-- Extracted data follows --

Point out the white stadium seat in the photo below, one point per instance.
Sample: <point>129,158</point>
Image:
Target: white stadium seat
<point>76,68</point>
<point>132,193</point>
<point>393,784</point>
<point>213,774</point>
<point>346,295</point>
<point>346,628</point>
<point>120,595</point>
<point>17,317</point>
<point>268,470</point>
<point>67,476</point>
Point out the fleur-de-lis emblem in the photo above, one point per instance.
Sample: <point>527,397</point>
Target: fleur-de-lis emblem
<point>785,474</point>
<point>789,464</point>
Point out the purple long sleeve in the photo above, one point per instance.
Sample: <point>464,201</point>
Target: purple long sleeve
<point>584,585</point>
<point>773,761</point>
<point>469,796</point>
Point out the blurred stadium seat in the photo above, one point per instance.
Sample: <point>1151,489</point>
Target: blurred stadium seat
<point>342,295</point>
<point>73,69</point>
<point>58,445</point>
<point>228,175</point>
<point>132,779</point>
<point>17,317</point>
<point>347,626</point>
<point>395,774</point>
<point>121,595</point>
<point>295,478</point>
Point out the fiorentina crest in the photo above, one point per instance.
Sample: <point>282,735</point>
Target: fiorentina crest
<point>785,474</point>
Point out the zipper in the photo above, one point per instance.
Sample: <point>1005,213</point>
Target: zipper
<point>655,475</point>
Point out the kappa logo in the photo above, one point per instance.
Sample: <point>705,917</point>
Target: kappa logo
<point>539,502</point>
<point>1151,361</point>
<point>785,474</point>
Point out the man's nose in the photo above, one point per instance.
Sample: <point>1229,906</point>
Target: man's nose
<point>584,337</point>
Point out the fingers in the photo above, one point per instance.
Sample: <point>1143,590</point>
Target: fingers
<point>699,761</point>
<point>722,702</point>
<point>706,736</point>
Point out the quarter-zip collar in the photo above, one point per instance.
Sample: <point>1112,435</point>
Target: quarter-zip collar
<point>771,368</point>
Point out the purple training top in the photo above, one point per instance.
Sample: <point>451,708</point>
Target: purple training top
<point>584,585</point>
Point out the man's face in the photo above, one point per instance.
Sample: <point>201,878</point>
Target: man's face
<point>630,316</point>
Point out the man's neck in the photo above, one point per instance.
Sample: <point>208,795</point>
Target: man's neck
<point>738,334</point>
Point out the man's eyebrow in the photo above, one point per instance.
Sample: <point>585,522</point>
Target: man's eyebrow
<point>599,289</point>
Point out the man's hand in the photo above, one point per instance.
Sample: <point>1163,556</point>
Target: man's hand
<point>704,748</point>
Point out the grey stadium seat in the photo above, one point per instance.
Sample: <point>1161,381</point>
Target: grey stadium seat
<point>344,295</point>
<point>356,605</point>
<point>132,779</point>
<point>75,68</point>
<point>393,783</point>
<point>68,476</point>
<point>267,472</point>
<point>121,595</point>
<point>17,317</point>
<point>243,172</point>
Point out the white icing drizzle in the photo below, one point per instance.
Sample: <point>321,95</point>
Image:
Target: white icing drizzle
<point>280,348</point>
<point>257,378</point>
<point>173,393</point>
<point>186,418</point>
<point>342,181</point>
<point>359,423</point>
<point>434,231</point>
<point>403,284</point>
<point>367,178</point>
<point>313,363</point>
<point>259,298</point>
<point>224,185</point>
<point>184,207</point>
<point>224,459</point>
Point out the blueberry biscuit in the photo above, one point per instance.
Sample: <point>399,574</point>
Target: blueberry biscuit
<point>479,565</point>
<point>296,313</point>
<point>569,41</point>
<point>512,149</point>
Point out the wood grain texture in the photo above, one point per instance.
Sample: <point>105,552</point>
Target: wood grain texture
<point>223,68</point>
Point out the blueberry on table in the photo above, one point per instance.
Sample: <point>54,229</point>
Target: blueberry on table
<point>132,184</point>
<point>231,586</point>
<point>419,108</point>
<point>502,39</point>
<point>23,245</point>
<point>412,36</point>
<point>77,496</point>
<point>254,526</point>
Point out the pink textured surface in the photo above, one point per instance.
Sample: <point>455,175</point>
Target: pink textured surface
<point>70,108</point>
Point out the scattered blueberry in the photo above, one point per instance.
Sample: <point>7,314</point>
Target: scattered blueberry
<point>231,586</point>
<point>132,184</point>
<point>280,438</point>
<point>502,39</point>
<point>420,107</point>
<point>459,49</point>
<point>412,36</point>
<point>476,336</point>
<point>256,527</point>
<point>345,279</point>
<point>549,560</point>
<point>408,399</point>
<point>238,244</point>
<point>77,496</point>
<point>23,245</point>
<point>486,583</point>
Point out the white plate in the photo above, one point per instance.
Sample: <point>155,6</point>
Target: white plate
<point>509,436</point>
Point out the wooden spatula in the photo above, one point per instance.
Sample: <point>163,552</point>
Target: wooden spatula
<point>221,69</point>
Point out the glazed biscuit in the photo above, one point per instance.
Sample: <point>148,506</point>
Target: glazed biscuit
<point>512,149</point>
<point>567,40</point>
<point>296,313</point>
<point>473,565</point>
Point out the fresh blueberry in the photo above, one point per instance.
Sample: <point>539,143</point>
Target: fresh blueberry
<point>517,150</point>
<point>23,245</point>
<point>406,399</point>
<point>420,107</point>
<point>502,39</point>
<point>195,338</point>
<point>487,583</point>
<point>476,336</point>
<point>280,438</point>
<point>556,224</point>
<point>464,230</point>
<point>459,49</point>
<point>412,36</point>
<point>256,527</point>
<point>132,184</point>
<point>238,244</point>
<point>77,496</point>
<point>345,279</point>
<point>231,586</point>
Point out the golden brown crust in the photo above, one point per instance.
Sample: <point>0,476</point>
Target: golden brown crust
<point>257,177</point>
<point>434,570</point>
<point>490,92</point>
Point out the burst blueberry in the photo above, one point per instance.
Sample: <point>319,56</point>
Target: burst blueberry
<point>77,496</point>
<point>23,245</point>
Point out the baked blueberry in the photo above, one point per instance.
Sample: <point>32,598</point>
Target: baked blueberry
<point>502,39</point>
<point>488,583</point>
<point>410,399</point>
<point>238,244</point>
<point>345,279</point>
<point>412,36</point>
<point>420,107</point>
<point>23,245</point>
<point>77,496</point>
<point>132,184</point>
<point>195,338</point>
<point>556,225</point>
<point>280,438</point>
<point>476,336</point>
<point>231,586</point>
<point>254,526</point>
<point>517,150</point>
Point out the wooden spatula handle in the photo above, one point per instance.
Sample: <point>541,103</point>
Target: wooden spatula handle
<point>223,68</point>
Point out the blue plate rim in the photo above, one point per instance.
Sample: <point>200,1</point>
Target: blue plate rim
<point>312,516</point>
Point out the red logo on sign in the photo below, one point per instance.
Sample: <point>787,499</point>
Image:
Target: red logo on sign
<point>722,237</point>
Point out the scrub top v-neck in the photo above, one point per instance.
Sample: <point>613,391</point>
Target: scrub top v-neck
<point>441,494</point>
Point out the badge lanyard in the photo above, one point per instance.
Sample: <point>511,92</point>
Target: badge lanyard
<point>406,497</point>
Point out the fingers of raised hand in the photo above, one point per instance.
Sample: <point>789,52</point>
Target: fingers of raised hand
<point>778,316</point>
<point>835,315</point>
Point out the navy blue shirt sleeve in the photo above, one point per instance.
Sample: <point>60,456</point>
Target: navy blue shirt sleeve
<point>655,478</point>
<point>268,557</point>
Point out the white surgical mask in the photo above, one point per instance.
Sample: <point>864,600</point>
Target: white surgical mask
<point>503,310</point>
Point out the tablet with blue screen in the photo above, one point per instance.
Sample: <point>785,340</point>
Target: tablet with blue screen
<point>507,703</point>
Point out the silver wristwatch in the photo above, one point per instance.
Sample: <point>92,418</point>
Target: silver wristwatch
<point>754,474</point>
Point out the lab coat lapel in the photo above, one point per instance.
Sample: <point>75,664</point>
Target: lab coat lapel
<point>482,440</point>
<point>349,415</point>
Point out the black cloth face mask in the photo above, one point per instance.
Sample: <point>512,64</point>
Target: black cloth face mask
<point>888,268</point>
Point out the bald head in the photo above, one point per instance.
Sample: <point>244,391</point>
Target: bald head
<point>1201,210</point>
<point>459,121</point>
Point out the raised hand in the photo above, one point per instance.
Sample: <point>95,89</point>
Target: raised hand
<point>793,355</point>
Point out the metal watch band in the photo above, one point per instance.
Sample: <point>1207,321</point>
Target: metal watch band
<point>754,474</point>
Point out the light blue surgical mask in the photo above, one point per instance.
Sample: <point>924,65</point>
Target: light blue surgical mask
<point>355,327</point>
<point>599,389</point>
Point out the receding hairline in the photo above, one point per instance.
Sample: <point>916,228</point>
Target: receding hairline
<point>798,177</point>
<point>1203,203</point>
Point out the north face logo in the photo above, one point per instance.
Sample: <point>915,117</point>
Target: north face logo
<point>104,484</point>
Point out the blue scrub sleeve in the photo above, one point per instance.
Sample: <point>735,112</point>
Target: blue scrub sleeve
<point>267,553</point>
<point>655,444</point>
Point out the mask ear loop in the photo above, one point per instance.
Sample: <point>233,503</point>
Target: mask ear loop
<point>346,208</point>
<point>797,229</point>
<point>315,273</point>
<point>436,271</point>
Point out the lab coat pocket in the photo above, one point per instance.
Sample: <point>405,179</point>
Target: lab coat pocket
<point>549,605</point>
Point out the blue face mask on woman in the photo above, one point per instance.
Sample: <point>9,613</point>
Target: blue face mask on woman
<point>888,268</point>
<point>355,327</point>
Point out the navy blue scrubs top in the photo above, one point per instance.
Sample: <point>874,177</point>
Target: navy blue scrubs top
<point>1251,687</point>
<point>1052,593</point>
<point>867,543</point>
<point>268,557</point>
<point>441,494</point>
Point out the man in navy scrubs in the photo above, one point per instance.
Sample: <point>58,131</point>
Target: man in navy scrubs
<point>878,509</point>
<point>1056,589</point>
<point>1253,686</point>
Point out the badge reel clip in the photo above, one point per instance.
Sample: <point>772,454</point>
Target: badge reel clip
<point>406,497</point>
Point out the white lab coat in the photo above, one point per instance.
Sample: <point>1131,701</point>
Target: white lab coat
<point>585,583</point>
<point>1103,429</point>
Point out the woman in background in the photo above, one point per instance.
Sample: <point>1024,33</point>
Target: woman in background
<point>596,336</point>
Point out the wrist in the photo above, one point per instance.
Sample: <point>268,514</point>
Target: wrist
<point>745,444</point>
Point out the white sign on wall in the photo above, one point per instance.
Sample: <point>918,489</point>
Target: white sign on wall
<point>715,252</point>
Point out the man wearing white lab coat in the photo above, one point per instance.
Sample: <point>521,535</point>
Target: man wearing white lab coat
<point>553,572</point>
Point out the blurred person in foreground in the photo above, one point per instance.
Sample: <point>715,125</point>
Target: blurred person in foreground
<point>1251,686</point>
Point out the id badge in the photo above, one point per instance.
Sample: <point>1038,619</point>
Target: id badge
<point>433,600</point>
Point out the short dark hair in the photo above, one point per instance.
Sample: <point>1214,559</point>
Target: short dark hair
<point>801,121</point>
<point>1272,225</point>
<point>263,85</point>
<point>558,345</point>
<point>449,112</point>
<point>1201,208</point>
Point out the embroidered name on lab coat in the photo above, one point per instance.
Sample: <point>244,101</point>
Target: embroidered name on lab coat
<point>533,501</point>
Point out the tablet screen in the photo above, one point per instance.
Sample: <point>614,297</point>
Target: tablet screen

-- Extracted data concluded --

**Work item:**
Find where the line with "Point out the metal" sits in the material above, then copy exactly from it through the line with "Sample: <point>233,503</point>". Add no other line.

**Your response:**
Point out the metal watch band in the photo above, one point per instance.
Sample: <point>1207,321</point>
Target: metal watch band
<point>754,474</point>
Point out the light blue surgical mask in the photo above, one point per instance.
Sample: <point>924,65</point>
Target: light blue surgical mask
<point>355,327</point>
<point>599,389</point>
Point out the receding hairline in the photo above, one point per instance.
Sample: <point>916,228</point>
Target: receding hairline
<point>798,177</point>
<point>1203,203</point>
Point out the north face logo in the photo above, one point per instance.
Sample: <point>915,117</point>
Target: north face logo
<point>104,484</point>
Point out the blue scrub sleeve in the photo above, one point per instance.
Sample: <point>735,112</point>
Target: blue scrub sleeve
<point>267,553</point>
<point>655,444</point>
Point out the mask ear loop in the photo above, one point per instance.
Sample: <point>233,503</point>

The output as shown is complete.